[Start Material for this task]
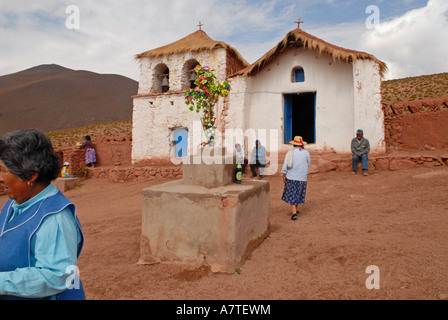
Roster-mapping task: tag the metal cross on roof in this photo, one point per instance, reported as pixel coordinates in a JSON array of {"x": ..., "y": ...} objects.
[{"x": 298, "y": 23}]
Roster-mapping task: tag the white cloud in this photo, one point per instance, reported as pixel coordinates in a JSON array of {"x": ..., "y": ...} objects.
[
  {"x": 112, "y": 32},
  {"x": 414, "y": 43}
]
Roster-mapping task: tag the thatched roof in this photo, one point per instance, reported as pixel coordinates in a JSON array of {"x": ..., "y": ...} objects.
[
  {"x": 298, "y": 38},
  {"x": 195, "y": 42}
]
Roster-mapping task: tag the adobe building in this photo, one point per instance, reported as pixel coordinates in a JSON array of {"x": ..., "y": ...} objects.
[{"x": 303, "y": 86}]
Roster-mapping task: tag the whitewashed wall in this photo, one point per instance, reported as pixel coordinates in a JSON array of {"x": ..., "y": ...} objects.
[
  {"x": 368, "y": 112},
  {"x": 332, "y": 81},
  {"x": 155, "y": 116}
]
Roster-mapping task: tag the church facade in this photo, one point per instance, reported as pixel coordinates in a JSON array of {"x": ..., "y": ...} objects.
[{"x": 303, "y": 86}]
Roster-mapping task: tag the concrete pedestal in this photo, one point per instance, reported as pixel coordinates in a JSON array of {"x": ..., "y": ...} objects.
[{"x": 200, "y": 225}]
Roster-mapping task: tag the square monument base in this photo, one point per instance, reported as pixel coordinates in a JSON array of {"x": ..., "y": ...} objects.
[{"x": 195, "y": 225}]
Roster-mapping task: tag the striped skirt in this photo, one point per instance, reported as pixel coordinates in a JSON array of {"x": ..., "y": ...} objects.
[{"x": 294, "y": 192}]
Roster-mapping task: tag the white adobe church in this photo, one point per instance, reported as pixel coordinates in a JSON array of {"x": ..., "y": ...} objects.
[{"x": 303, "y": 86}]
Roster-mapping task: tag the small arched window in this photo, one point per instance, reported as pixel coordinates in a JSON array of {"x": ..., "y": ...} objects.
[
  {"x": 161, "y": 78},
  {"x": 189, "y": 74},
  {"x": 298, "y": 74}
]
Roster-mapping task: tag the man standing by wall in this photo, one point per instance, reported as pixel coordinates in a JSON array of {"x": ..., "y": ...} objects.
[{"x": 360, "y": 150}]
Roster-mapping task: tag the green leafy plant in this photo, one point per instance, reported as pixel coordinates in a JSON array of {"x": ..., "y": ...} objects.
[{"x": 204, "y": 96}]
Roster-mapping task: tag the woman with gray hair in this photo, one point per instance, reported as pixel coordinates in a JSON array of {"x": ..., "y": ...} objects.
[{"x": 40, "y": 235}]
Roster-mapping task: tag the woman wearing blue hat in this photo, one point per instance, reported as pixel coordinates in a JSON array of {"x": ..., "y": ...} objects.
[{"x": 295, "y": 174}]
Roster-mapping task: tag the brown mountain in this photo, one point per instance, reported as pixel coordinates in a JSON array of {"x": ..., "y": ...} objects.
[{"x": 51, "y": 97}]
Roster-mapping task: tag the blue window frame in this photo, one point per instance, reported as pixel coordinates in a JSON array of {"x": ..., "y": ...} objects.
[
  {"x": 181, "y": 143},
  {"x": 299, "y": 75}
]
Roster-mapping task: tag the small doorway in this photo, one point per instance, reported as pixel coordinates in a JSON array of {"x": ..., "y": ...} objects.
[
  {"x": 300, "y": 116},
  {"x": 181, "y": 143}
]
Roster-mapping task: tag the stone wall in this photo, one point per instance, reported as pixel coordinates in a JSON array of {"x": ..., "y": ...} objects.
[{"x": 417, "y": 125}]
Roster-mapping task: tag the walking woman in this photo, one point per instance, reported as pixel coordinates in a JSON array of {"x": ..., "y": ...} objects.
[
  {"x": 295, "y": 174},
  {"x": 40, "y": 235}
]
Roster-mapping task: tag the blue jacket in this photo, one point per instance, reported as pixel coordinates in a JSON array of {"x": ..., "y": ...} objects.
[{"x": 15, "y": 238}]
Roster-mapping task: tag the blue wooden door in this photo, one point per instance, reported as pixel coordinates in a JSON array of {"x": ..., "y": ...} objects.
[
  {"x": 181, "y": 143},
  {"x": 288, "y": 119}
]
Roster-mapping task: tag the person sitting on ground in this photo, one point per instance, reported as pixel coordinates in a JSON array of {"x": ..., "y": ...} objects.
[{"x": 360, "y": 149}]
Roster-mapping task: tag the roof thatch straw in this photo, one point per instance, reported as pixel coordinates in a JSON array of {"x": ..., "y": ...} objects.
[
  {"x": 195, "y": 42},
  {"x": 298, "y": 38}
]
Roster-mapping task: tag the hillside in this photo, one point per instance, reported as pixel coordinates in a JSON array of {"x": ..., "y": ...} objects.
[
  {"x": 426, "y": 87},
  {"x": 51, "y": 97},
  {"x": 415, "y": 88}
]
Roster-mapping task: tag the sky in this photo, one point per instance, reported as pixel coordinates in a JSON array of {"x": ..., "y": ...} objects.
[{"x": 104, "y": 36}]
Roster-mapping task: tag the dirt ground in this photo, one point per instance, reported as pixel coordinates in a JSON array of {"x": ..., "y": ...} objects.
[{"x": 395, "y": 220}]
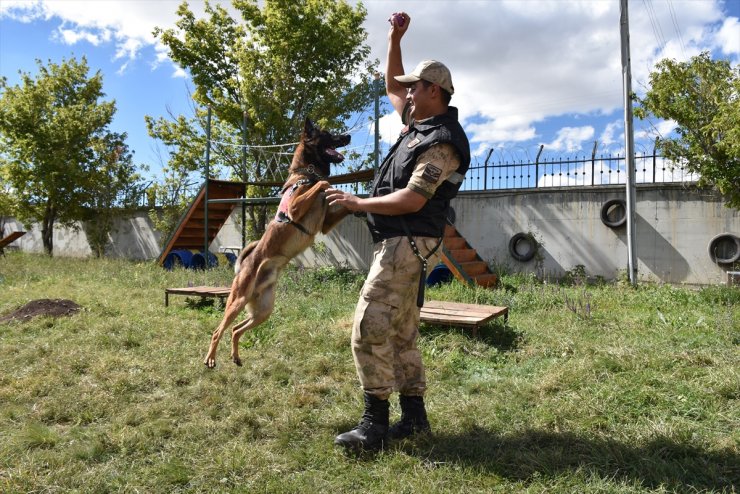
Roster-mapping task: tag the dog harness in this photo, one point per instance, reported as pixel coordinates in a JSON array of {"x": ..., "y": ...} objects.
[{"x": 282, "y": 215}]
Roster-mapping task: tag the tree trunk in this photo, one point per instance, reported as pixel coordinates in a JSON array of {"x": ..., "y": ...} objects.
[{"x": 47, "y": 229}]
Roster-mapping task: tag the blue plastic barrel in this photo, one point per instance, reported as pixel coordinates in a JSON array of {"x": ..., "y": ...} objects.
[
  {"x": 440, "y": 274},
  {"x": 231, "y": 257},
  {"x": 199, "y": 261},
  {"x": 181, "y": 258}
]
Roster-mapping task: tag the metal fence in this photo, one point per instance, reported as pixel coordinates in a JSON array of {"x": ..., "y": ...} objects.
[
  {"x": 568, "y": 172},
  {"x": 573, "y": 172}
]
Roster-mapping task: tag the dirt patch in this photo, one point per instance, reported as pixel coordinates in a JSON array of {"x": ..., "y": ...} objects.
[{"x": 42, "y": 307}]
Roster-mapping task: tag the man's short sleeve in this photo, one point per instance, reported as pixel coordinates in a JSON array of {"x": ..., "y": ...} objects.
[{"x": 434, "y": 166}]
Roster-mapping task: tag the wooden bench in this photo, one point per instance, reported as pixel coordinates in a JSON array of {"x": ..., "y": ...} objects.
[
  {"x": 222, "y": 292},
  {"x": 5, "y": 241},
  {"x": 470, "y": 316}
]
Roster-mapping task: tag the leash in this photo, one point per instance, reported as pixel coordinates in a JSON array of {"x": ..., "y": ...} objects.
[
  {"x": 282, "y": 216},
  {"x": 422, "y": 260}
]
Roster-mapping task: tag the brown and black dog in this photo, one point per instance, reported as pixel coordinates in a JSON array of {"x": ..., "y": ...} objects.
[{"x": 303, "y": 212}]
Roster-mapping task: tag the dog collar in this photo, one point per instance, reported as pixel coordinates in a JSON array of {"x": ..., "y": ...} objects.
[{"x": 310, "y": 170}]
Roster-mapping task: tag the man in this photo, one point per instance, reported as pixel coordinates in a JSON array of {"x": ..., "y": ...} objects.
[{"x": 406, "y": 210}]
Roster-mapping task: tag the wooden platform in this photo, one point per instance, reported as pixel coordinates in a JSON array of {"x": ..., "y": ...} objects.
[
  {"x": 221, "y": 292},
  {"x": 470, "y": 316},
  {"x": 5, "y": 241}
]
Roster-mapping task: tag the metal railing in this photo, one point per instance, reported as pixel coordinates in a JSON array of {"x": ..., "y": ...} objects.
[
  {"x": 559, "y": 172},
  {"x": 573, "y": 172}
]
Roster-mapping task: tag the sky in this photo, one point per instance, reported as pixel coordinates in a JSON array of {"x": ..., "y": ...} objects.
[{"x": 526, "y": 72}]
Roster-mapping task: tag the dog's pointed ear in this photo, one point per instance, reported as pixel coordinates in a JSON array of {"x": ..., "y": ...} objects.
[{"x": 308, "y": 127}]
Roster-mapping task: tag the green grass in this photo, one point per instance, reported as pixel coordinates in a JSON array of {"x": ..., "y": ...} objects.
[{"x": 603, "y": 388}]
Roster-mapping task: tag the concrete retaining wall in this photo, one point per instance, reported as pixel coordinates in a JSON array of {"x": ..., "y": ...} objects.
[{"x": 674, "y": 226}]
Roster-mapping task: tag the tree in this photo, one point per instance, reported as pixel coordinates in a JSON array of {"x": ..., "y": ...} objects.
[
  {"x": 703, "y": 97},
  {"x": 60, "y": 160},
  {"x": 279, "y": 63}
]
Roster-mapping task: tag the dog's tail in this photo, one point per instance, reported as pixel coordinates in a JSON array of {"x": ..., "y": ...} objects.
[{"x": 243, "y": 255}]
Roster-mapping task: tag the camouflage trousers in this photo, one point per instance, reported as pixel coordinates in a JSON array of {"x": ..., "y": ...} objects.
[{"x": 386, "y": 323}]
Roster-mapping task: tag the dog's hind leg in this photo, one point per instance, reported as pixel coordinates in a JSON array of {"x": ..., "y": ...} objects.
[
  {"x": 259, "y": 307},
  {"x": 259, "y": 310},
  {"x": 233, "y": 308}
]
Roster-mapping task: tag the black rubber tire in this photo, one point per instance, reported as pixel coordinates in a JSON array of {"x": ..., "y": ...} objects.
[
  {"x": 714, "y": 244},
  {"x": 451, "y": 215},
  {"x": 605, "y": 213},
  {"x": 514, "y": 245}
]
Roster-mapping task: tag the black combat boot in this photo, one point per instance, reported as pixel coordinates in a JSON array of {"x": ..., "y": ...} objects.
[
  {"x": 413, "y": 418},
  {"x": 372, "y": 430}
]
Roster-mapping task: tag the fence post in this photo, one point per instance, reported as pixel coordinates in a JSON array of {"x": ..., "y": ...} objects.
[
  {"x": 593, "y": 163},
  {"x": 245, "y": 177},
  {"x": 205, "y": 192},
  {"x": 537, "y": 166},
  {"x": 485, "y": 170},
  {"x": 655, "y": 150}
]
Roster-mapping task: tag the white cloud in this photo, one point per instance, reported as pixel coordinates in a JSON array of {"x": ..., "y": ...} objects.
[
  {"x": 570, "y": 139},
  {"x": 539, "y": 59},
  {"x": 607, "y": 136},
  {"x": 728, "y": 37},
  {"x": 515, "y": 64},
  {"x": 129, "y": 24}
]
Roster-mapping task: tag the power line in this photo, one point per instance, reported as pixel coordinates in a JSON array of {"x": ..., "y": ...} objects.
[{"x": 674, "y": 19}]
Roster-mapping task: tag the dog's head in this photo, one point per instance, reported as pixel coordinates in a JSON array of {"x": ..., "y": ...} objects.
[{"x": 319, "y": 147}]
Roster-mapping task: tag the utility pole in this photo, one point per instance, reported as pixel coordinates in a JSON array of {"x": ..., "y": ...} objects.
[
  {"x": 376, "y": 90},
  {"x": 629, "y": 141}
]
[End Material for this task]
> _Directive_: Starting at the line that contains "Roster-mapping task: tag the black rubber" and continuing to the end of the records, write those lines out again, substituting "telephone pole" for "utility pole" and changing nothing else.

> _Output of the task_:
Roster-mapping task: tag the black rubber tire in this photo, one point per instance, reported as pixel coordinates in a JSON array of {"x": ..., "y": ...} objects.
[
  {"x": 714, "y": 244},
  {"x": 451, "y": 215},
  {"x": 605, "y": 213},
  {"x": 514, "y": 245}
]
Roster-mapping task: tag the black combat boot in this photo, one point per instance, reported as pixel coordinates in a JSON array of {"x": ..., "y": ...} objects.
[
  {"x": 413, "y": 418},
  {"x": 372, "y": 430}
]
Roster-mapping task: tag the fence post in this photo, one point per instance, reported as pixel coordinates in a JSON array of {"x": ..., "y": ...} objects.
[
  {"x": 593, "y": 163},
  {"x": 245, "y": 177},
  {"x": 205, "y": 192},
  {"x": 537, "y": 166},
  {"x": 485, "y": 170},
  {"x": 655, "y": 150}
]
Roster-mapping task: tag the white cloud in this photo, one point per instance, reported as pixel coordinates in a JSON array of {"x": ..., "y": ...} objects.
[
  {"x": 570, "y": 139},
  {"x": 539, "y": 59},
  {"x": 607, "y": 136},
  {"x": 728, "y": 37},
  {"x": 515, "y": 64},
  {"x": 129, "y": 24}
]
Roster-mapping task: tag the power line in this photo, one point per instance, reported as pixel coordinates in a JSON array of {"x": ..., "y": ...} objects.
[{"x": 674, "y": 19}]
Roster-mapping task: tag the dog's head in this photo, one point per instance, reported as pixel coordinates in a JSON array of {"x": ..., "y": ...} objects.
[{"x": 319, "y": 147}]
Roster-mapping task: tag the telephone pole in this photo, one point per instance, reported as pixel coordinates in a JSON array of {"x": ..., "y": ...} objects.
[
  {"x": 376, "y": 90},
  {"x": 629, "y": 141}
]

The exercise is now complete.